## Your instructions
Copy each line below in which the word "dark" occurs.

## The data

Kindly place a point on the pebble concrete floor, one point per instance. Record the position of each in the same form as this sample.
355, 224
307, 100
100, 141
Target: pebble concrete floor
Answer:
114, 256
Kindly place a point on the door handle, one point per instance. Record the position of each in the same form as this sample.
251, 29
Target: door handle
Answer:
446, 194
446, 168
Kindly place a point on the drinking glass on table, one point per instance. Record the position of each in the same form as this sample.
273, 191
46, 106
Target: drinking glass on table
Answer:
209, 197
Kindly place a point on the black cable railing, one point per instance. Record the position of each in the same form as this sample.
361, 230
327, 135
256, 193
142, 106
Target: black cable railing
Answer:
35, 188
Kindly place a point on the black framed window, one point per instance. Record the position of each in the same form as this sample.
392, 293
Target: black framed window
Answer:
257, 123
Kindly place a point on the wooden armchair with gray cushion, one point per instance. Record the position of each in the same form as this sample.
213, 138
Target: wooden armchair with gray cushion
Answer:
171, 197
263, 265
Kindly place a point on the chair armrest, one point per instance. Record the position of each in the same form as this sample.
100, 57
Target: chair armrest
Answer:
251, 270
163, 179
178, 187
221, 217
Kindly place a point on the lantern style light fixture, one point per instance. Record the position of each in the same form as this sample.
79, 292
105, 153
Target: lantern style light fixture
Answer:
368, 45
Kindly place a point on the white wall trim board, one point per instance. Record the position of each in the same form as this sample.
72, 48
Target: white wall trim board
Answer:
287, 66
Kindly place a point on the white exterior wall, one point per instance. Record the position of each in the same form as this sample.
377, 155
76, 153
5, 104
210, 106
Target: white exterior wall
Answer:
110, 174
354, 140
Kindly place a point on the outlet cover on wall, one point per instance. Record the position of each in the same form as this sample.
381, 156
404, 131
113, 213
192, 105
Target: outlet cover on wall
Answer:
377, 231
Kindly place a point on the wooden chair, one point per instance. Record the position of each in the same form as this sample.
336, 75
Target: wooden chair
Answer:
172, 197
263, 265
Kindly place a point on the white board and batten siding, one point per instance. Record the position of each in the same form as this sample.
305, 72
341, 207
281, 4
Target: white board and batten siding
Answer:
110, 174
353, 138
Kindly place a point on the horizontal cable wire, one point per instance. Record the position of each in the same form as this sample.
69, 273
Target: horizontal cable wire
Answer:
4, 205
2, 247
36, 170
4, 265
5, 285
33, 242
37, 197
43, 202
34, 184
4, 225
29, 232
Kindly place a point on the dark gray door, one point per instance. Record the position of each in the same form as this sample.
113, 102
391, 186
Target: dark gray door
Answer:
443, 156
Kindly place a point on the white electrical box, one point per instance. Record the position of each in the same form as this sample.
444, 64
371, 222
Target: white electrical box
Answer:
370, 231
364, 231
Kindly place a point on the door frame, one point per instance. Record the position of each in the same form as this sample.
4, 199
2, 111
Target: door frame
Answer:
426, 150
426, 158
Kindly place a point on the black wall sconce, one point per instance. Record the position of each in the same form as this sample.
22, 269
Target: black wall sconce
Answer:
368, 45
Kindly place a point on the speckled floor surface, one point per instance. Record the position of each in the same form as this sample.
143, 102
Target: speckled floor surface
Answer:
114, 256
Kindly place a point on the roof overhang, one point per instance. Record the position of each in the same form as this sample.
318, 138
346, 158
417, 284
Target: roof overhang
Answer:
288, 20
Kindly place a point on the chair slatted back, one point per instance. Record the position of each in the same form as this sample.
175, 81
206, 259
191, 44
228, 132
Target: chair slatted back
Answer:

## Final answer
Kindly place a point on the dark gray door, one point per instance. Record the position of each in the same form as this sample.
Target: dark gray door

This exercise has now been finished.